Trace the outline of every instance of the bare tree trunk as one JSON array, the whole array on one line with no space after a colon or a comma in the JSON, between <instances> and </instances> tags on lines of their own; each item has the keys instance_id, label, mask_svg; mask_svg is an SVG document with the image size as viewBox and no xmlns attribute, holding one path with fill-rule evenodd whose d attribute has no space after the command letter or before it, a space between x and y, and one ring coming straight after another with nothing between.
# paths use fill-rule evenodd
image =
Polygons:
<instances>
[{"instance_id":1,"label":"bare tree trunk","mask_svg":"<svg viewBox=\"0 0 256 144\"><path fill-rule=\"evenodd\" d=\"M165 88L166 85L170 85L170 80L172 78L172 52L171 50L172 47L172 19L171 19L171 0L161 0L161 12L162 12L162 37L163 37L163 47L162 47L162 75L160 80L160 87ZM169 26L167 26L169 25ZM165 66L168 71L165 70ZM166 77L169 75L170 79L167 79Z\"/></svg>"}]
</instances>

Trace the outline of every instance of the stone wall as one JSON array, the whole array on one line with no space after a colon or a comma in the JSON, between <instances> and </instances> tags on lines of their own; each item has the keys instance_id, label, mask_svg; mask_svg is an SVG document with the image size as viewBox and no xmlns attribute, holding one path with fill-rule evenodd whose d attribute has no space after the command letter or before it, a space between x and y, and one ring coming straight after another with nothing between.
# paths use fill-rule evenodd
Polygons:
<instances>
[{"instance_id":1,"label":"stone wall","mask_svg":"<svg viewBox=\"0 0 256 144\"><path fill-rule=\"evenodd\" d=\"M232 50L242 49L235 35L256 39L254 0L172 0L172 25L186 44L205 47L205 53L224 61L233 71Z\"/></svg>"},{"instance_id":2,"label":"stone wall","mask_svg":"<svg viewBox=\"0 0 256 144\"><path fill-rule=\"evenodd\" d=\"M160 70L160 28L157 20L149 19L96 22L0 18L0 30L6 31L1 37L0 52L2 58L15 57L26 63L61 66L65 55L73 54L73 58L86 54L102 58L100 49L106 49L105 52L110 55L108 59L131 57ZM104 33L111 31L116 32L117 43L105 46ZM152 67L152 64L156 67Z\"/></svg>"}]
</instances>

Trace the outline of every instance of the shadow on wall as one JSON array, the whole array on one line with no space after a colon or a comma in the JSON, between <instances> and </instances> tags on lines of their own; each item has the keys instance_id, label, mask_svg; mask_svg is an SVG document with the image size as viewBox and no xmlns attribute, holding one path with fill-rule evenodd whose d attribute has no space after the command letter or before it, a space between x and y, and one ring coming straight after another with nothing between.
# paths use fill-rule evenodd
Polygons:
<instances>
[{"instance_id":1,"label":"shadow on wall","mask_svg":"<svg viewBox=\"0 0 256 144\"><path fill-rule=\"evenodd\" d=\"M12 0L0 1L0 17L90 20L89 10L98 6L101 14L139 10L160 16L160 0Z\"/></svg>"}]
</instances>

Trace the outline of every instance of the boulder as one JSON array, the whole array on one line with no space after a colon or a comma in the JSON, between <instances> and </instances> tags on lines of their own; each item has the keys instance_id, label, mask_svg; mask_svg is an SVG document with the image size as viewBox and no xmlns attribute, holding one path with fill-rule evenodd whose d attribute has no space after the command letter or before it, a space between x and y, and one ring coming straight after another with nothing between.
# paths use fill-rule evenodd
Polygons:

• • • • •

Task requirements =
Retype every one of the rows above without changing a single character.

Written response =
Trace the outline of every instance of the bare tree trunk as one JSON array, the whole array on one line with no space after a colon or a comma in the JSON, between <instances> and </instances> tags on lines of their own; each item has the keys instance_id, label, mask_svg; mask_svg is an SVG document with the image size as viewBox and no xmlns attribute, holding one path with fill-rule evenodd whose d attribute has no space after the command letter or before it, a space between x and y, and one ring coming straight after another with nothing between.
# paths use fill-rule evenodd
image =
Polygons:
<instances>
[{"instance_id":1,"label":"bare tree trunk","mask_svg":"<svg viewBox=\"0 0 256 144\"><path fill-rule=\"evenodd\" d=\"M165 88L166 85L170 85L170 80L172 78L172 52L171 50L172 47L172 19L171 19L171 0L161 0L161 12L162 12L162 37L163 37L163 47L162 47L162 75L160 80L160 87ZM169 26L167 26L169 25ZM165 66L168 71L165 70ZM166 77L169 75L170 79L167 79Z\"/></svg>"}]
</instances>

Trace the outline of every instance of the stone wall as one JSON array, the whole array on one line with no space after a colon or a comma in the JSON, between <instances> and </instances> tags on lines of their own; each item has the keys instance_id, label, mask_svg; mask_svg is an SVG document with the image size as viewBox and no xmlns attribute, holding one path with fill-rule evenodd whose d attribute has no space after the command letter or before it, a space between x and y, and one ring coming straight after another with nothing between.
# paths use fill-rule evenodd
Polygons:
<instances>
[{"instance_id":1,"label":"stone wall","mask_svg":"<svg viewBox=\"0 0 256 144\"><path fill-rule=\"evenodd\" d=\"M232 50L242 49L235 35L256 39L254 0L172 0L172 25L186 44L205 47L205 53L224 61L233 71Z\"/></svg>"},{"instance_id":2,"label":"stone wall","mask_svg":"<svg viewBox=\"0 0 256 144\"><path fill-rule=\"evenodd\" d=\"M160 70L160 28L157 20L149 19L96 22L0 18L0 30L6 31L1 37L0 52L2 58L15 57L26 63L61 66L65 55L73 54L73 58L86 54L102 58L100 49L106 49L105 52L110 55L108 59L131 57ZM104 33L111 31L116 32L117 43L105 46ZM152 67L152 64L156 67Z\"/></svg>"}]
</instances>

Trace the outline of every instance of the shadow on wall as one JSON array, the whole array on one line with no space after a colon or a comma in the JSON, between <instances> and </instances> tags on lines of their own; each item has the keys instance_id, label, mask_svg; mask_svg is an SVG document with the image size as viewBox and no xmlns attribute, holding one path with fill-rule evenodd whose d attribute has no space after the command letter or before it, a space between x and y, and one ring coming straight after another with nothing between.
# paths use fill-rule evenodd
Polygons:
<instances>
[{"instance_id":1,"label":"shadow on wall","mask_svg":"<svg viewBox=\"0 0 256 144\"><path fill-rule=\"evenodd\" d=\"M12 0L0 1L0 17L90 20L89 10L98 6L101 14L139 10L160 16L160 0Z\"/></svg>"}]
</instances>

Trace the outline of every instance of the boulder as one JSON array, the whole array on one line with no space after a colon or a comma in the JSON, between <instances> and </instances> tags on lines of their own; each item has the keys instance_id, label, mask_svg; mask_svg is an SVG document with the image size as viewBox and no xmlns attribute, holding one path with fill-rule evenodd whose d attribute has no space after the command letter or before it, a space between x and y, and one ring coming straight after another with nothing between.
# paths use fill-rule evenodd
Polygons:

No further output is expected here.